#### KUTIPAN PILIHAN
Pondok berusia tua yang didirikan oleh KH. Ali
Imron beratus-ratus tahun yang lampau ini memang tergolong cukup antik dan aneh
(kontroversial). Bila Anda datang bertamu ke sana mungkin akan merasa kaget atau
asing. Seringkali ada tamu atau santri baru yang datang langsung disambut oleh
para santri Mojosari, lalu digendong beramai-ramai sambil dibacakan shalawat.
Bila santri baru ini berani membalas dengan kata-kata, kontan dimasukkan ke
dalam kamar dan diambilkan pentung kemudian penggojlokan dilanjutkan. Tidak
main-main apabila masih berani juga bisa dipentung sungguhan sampai tunduk.
Oleh-oleh berupa rokok, jajan atau uang recehan
tak segan-segan diminta oleh santri dan dikeroyok dibagi rata beramai-ramai.
Banyak tamu menjadi malu, jengkel bahkan marah, sehingga mengadukan hal ini
langsung kepada kiai.
Pada zaman Kiai Zainuddin masih memangku
pondok, beliau sering memarahi santrinya yang bertingkah kurang etis tersebut,
bahkan sampai memukul-mukul dengan tongkat. Akan tetapi tradisi itu tak pernah
sembuh, hanya sempat berkurang dan kambuh lagi. Akhirnya kiai pasrah
menganggapnya sebagai suatu suratan pembawaan dari Pondok Mojosari. “Biarkah
saja mereka nakal, ibarat padi mereka masih muda wajarlah kalau tengadah, nanti
jika mereka sudah berisi akan merunduk dengan sendirinya,” begitu ungkapan
beliau.
Namun santri Mojosari mengaku bahwa sama sekali
tak ada maksud negatif apalagi akan menyakiti kepada para tamu atau santri
baru. Gojlokan hanyalah suatu tradisi yang maksudnya untuk melatih kesabaran
dan memperkuat mental dalam menerima cobaan. Sebagaimana layaknya perpeloncoan
untuk mahasiswa baru di universitas.
Suasana setiap hari di Pondok Mojosari sangat
berbeda dengan pondok-pondok salafiyah pada umumnya. Di pondok ini tidak nampak
santri-santri tekun belajar, melakukan riyadhah atau tirakat puasa, ngrowot,
mutihan dan sebagainya. Banyak santri yang bergerombol bersenda-gurau, ngobrol
dengan bebas, yang penting mereka mengaji dengan tertib dan rajin shalat
berjamaah.
Namun bukan berarti permasalahan ukhuwah sesama
santri diabaikan. Bahkan suasana keakraban dan persamaan nasib nampak sangat
menonjol. Tidak ada seorang santripun dapat menyimpan jajan untuk dimakan besok
pagi, semuanya mesti dibagi-bagi.

#### MATERI YANG DITAMPILKAN
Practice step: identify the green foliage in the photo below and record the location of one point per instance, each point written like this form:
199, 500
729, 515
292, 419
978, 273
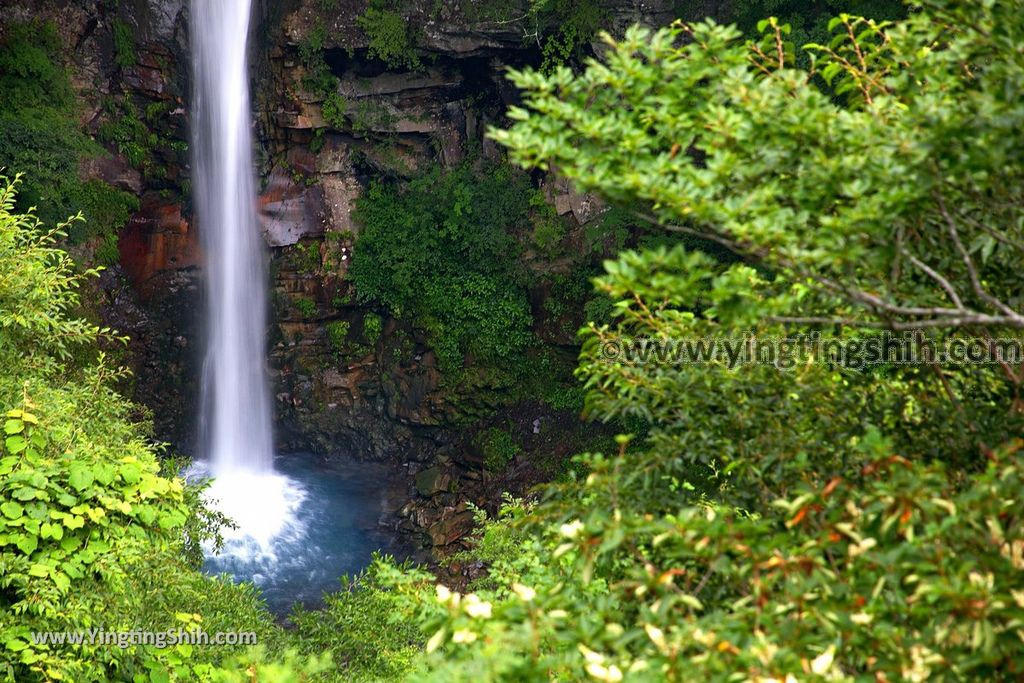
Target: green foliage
126, 130
91, 534
764, 527
391, 38
124, 44
567, 27
31, 75
440, 252
40, 136
334, 110
809, 20
337, 334
306, 307
373, 326
369, 627
498, 446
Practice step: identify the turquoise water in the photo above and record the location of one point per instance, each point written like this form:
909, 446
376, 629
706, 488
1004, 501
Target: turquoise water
305, 525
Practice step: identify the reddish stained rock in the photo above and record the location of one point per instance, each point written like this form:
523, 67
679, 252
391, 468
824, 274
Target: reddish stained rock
157, 239
288, 209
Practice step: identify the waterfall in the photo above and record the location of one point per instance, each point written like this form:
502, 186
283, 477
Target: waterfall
236, 407
236, 403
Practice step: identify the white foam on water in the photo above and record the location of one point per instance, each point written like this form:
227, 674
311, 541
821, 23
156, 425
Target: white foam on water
267, 510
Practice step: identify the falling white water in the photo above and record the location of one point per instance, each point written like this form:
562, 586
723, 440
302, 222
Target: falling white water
236, 402
236, 419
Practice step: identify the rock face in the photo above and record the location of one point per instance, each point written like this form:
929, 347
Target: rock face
346, 379
373, 396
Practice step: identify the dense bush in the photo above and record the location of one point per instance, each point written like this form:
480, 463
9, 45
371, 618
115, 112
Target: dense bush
41, 137
391, 38
821, 522
440, 251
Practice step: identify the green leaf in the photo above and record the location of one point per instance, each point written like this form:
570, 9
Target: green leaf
80, 476
11, 510
15, 443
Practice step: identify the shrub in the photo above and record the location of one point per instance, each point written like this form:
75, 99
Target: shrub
306, 307
124, 44
337, 334
373, 326
440, 252
91, 532
391, 39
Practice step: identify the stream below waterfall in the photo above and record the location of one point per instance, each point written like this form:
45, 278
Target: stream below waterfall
304, 524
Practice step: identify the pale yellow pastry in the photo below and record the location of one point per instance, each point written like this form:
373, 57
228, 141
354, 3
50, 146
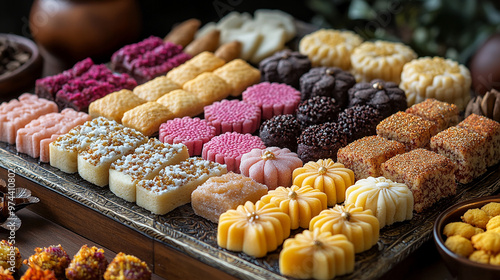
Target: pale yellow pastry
380, 60
253, 229
147, 117
239, 75
95, 160
327, 176
360, 226
317, 255
173, 186
300, 203
114, 105
389, 201
156, 88
221, 193
438, 78
144, 163
329, 47
182, 103
208, 88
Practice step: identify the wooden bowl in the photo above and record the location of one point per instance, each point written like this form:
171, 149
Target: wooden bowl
461, 267
24, 77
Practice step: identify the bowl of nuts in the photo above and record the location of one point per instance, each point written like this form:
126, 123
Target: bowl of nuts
20, 64
467, 236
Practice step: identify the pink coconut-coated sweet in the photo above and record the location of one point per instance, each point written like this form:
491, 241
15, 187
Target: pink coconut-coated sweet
192, 132
228, 148
273, 98
15, 114
235, 115
271, 166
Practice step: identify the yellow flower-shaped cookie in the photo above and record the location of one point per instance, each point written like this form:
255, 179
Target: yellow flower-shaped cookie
254, 229
317, 255
300, 203
327, 176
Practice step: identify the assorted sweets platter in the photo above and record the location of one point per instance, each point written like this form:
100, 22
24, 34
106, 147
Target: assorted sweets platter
255, 159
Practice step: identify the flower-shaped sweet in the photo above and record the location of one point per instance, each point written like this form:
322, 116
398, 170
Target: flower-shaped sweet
326, 176
300, 203
127, 267
52, 258
317, 255
360, 226
87, 264
254, 229
271, 166
389, 201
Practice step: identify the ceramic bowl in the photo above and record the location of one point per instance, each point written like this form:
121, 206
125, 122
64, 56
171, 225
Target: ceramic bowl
461, 267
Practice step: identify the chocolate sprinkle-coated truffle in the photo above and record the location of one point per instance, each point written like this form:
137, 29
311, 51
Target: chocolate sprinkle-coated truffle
317, 110
359, 121
320, 142
327, 81
280, 131
386, 97
285, 67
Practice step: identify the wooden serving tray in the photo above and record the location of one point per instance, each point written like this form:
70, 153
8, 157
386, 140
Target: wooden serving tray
182, 244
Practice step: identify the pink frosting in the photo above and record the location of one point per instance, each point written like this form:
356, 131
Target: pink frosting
234, 115
228, 148
273, 98
192, 132
271, 166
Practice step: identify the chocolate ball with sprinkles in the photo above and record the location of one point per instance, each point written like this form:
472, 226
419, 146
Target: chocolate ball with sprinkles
281, 131
386, 97
285, 67
317, 110
327, 81
320, 142
359, 121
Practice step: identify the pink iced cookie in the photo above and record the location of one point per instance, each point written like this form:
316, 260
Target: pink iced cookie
273, 98
271, 166
15, 114
192, 132
228, 148
29, 138
235, 115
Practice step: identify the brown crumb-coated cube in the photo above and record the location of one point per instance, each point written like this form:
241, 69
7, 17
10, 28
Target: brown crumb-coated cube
114, 105
156, 88
208, 87
442, 113
487, 128
147, 117
430, 176
364, 156
467, 149
413, 131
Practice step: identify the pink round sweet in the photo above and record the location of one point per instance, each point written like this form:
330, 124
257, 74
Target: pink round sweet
228, 148
192, 132
271, 166
273, 98
235, 115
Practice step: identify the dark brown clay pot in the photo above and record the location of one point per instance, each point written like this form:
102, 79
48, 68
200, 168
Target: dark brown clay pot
75, 29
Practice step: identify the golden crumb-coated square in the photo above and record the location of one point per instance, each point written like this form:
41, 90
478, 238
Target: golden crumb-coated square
239, 75
208, 88
464, 147
147, 117
365, 156
442, 113
114, 105
156, 88
430, 176
487, 128
413, 131
182, 103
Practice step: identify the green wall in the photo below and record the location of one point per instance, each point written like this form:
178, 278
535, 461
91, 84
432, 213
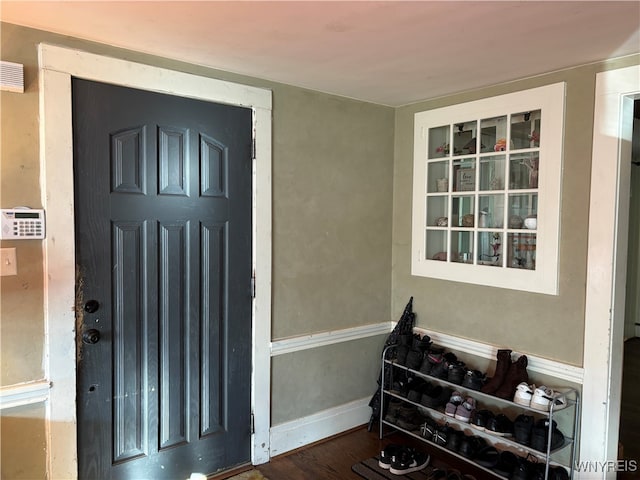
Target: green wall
544, 325
332, 209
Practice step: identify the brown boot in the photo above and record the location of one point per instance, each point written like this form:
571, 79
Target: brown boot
517, 374
504, 362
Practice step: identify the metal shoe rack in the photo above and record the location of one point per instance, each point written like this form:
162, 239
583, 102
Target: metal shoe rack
501, 443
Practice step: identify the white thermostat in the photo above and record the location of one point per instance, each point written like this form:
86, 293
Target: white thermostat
22, 224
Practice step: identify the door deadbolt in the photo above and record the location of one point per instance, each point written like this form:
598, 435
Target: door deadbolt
91, 336
91, 306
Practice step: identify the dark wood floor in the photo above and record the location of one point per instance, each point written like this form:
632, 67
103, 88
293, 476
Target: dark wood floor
332, 459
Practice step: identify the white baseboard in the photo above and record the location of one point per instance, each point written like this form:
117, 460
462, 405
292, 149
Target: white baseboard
303, 431
321, 339
22, 394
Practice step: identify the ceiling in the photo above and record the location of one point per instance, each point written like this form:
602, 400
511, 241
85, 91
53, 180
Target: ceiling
391, 53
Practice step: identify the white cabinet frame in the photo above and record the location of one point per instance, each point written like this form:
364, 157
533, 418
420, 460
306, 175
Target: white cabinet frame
543, 278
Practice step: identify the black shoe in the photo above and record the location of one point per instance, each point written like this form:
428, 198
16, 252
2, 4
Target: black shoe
500, 425
454, 440
409, 460
387, 454
421, 343
471, 445
428, 429
441, 370
409, 419
540, 433
524, 470
441, 436
481, 419
474, 379
437, 397
417, 388
522, 429
456, 373
414, 359
507, 463
488, 457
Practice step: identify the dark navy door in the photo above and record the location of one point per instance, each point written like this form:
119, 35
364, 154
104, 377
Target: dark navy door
163, 246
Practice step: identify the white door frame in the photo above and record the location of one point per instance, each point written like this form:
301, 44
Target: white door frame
606, 265
57, 66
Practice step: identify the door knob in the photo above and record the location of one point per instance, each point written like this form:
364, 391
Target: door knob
91, 306
91, 336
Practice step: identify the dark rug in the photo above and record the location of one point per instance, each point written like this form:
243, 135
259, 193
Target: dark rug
370, 470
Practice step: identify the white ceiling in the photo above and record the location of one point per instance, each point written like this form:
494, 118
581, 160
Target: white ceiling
392, 53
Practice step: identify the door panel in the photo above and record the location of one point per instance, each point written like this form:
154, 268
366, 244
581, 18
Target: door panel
163, 243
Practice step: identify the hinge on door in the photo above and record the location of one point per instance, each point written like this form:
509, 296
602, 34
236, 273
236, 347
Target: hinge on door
253, 285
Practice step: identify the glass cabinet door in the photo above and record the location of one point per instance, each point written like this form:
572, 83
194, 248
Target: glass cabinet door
487, 190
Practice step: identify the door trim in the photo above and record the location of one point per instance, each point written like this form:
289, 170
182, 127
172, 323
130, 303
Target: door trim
56, 67
606, 255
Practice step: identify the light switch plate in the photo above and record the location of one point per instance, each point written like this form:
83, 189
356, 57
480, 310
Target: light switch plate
8, 262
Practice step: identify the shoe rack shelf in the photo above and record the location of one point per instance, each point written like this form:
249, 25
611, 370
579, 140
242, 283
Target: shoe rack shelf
500, 442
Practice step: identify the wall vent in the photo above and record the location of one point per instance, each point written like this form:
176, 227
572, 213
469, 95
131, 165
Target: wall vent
11, 77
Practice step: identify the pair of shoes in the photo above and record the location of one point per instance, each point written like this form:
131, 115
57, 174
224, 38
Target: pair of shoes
465, 410
525, 469
442, 474
500, 425
507, 462
431, 358
544, 398
481, 419
523, 394
417, 388
555, 473
415, 355
441, 369
436, 397
488, 457
474, 380
540, 435
471, 445
508, 375
408, 418
522, 427
456, 373
401, 460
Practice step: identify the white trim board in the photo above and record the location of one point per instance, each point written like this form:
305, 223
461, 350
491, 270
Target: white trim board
22, 394
303, 431
615, 93
321, 339
57, 66
559, 370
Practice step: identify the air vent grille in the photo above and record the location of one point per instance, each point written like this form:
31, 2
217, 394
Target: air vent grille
11, 77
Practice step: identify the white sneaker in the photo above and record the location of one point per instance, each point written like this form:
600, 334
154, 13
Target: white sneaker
541, 400
523, 394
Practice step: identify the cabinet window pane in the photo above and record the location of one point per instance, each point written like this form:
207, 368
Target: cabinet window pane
522, 251
439, 138
492, 172
493, 134
525, 130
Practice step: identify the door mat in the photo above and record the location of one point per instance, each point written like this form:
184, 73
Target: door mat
370, 470
249, 475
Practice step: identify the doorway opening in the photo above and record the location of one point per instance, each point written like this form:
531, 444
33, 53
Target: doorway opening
629, 411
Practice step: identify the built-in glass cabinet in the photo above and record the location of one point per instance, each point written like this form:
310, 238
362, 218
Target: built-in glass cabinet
487, 190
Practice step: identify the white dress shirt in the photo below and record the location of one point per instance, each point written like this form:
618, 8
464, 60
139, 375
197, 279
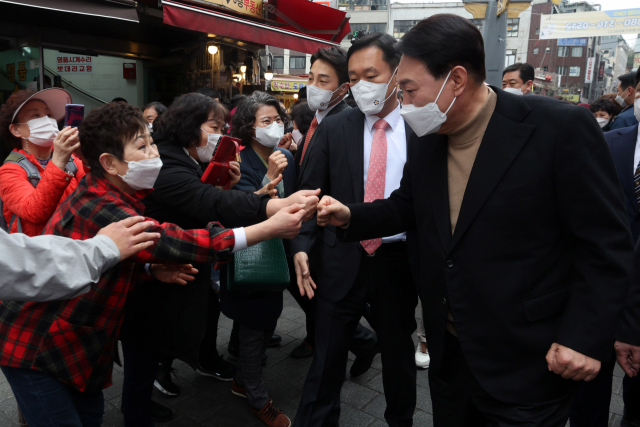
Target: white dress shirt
396, 155
636, 155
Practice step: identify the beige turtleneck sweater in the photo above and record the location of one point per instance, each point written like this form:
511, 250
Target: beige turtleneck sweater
464, 143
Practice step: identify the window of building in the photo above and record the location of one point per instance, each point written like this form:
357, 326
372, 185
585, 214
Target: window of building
372, 28
478, 23
512, 27
400, 28
363, 4
297, 62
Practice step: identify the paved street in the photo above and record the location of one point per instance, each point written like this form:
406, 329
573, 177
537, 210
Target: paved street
206, 401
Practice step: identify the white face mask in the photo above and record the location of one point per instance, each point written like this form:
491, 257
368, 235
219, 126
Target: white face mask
319, 99
206, 153
297, 136
142, 174
42, 131
514, 90
428, 119
620, 100
370, 97
270, 136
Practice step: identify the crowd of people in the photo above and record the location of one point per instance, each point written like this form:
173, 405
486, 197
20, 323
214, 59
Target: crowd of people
399, 175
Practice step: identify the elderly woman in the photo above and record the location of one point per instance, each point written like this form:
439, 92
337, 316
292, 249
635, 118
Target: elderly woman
40, 172
258, 122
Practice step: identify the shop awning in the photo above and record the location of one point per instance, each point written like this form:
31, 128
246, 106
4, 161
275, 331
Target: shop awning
214, 22
116, 9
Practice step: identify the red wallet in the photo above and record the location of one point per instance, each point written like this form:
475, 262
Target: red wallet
227, 150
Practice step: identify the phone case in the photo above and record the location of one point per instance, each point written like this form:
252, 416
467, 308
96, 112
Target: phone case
217, 173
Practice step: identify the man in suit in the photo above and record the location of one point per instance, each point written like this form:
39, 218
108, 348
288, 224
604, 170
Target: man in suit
359, 156
327, 87
626, 97
591, 405
524, 250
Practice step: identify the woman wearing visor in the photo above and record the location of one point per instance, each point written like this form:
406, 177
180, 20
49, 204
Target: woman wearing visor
40, 172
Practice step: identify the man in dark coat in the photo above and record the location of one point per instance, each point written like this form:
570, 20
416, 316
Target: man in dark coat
524, 248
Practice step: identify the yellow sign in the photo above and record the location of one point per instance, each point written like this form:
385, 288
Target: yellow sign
590, 24
248, 7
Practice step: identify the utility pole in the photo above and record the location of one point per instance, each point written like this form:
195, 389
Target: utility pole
494, 32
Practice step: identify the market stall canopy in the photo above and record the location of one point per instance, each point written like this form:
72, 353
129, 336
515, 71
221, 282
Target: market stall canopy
116, 9
214, 22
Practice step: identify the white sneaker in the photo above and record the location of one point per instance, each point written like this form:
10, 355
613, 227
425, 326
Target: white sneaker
422, 356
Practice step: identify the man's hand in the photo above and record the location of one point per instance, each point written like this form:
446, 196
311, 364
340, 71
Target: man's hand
270, 188
332, 212
570, 364
628, 357
305, 282
173, 273
129, 235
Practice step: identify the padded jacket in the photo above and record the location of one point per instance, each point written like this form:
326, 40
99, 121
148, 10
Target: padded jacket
34, 206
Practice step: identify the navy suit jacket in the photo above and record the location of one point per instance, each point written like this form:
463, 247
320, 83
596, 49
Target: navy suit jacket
622, 143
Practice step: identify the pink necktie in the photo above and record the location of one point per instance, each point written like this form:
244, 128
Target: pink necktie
376, 176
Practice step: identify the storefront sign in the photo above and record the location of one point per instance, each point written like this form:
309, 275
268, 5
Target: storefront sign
74, 64
572, 42
588, 75
590, 24
286, 86
248, 7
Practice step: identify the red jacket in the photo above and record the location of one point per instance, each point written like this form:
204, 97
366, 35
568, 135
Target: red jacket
34, 206
75, 340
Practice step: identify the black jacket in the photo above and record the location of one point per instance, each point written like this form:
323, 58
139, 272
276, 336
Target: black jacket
339, 108
335, 166
541, 253
170, 319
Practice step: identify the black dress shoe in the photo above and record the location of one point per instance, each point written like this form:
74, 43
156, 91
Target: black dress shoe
302, 351
275, 340
160, 413
363, 363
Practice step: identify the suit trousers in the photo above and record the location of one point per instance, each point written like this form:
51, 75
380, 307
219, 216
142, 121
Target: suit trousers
384, 282
459, 401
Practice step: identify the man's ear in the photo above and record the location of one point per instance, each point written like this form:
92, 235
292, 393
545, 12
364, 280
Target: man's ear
109, 164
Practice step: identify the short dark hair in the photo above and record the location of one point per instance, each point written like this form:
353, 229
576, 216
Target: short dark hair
335, 57
182, 122
245, 116
386, 43
626, 80
303, 116
210, 92
106, 130
7, 111
444, 41
603, 104
526, 71
158, 106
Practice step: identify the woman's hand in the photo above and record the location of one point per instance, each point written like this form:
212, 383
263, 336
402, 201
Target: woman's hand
173, 273
64, 145
277, 164
270, 188
234, 173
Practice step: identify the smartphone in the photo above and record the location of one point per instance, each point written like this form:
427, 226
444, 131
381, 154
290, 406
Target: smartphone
73, 114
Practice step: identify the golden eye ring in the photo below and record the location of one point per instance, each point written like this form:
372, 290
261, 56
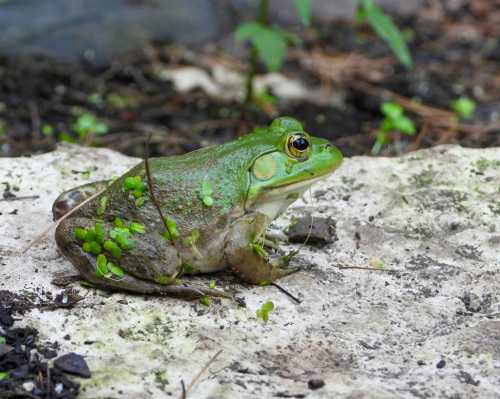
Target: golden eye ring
298, 146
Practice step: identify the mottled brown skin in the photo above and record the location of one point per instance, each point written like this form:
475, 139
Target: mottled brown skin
227, 229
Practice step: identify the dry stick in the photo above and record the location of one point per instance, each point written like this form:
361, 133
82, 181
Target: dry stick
197, 377
151, 191
26, 197
368, 268
58, 221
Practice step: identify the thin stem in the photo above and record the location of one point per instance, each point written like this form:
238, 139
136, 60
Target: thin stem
263, 19
151, 191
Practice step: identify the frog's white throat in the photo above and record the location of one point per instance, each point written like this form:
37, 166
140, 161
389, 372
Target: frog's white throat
273, 202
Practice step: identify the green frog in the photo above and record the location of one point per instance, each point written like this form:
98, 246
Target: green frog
205, 211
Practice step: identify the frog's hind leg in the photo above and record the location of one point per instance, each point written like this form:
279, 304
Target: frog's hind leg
71, 198
86, 265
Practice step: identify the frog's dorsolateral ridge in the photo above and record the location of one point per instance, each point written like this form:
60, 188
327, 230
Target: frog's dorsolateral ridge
217, 203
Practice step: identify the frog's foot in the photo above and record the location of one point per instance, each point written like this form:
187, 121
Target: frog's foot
245, 256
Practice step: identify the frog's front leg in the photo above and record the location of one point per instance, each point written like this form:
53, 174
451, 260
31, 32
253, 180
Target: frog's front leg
143, 264
244, 253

#### DAFTAR TUGAS
**a)** Jawab pertanyaan berikut berdasarkan teks tentang Pondok Mojosari:
(i) Siapa pendiri pondok tersebut?
(ii) Menurut pengakuan santri Mojosari, apa maksud tradisi gojlokan?
(iii) Jajan tidak boleh disimpan untuk dimakan besok pagi, lalu harus diapakan?
**b)** Teruskan teks tentang Pondok Mojosari mulai dari kalimat terakhirnya.

#### JAWABAN TIAP TUGAS
**a)**
(i) KH. Ali Imron.
(ii) Untuk melatih kesabaran dan memperkuat mental dalam menerima cobaan.
(iii) Jajan itu harus dibagi-bagi.

**b)**
Ada lagi yang lebih antik, pada zaman dahulu
belum ada fasilitas kamar mandi dan WC, jadi para santri seluruhnya mandi ke
sungai. Sudah lumrah bagi santri Mojosari apabila telanjang bulat dari kamarnya
bergerombol menuju sungai, padahal santri-santri pada zaman itu sudah
besar-besar, suatu pemandangan yang sungguh mengerikan. Terkadang mereka ke
sungai sambil mencari ikan dan tentu saja hasilnya buat dimakan keroyokan.
Solidaritas (persaudaraan) sesama santri tidak hanya sampai di situ, sudah
menjadi kebiasaan pula apabila mereka merokok terjadilah salome (satu batang
ramai-ramai). Dan banyak lagi contoh yang lain.
Keantikan Pondok Mojosari ini ada asal-usulnya.
Alkisah, KH. Ali Imron, asal Grobogan Purwodadi Semarang, tatkala masih muda
pergi berguru kepada Kiai Salimin di Lasem Jawa Tengah. Suatu malam Kiai
Salimin keluar melihat-lihat santrinya yang tengah nyenyak tidur di lokasi
pondok. Tiba-tiba beliau melihat pancaran sinar yang keluar dari balik sarung
seorang santri. Beliau mendekati santri tersebut dan sarungnya diikatkan.
Lalu esok paginva semua santri ditanya.
Ternyata si empunya sinar adalah Ali Imron. Oleh karena itu setelah dirasa
cukup ilmu yang diperoleh, Kiai Salimin memilihnya menjadi menantu dan
menugaskannya untuk membuka hutan di daerah Nganjuk dan kemudian didirikan
pondok pesantren yang tak lain adalah Pondok Mojosari sekarang ini.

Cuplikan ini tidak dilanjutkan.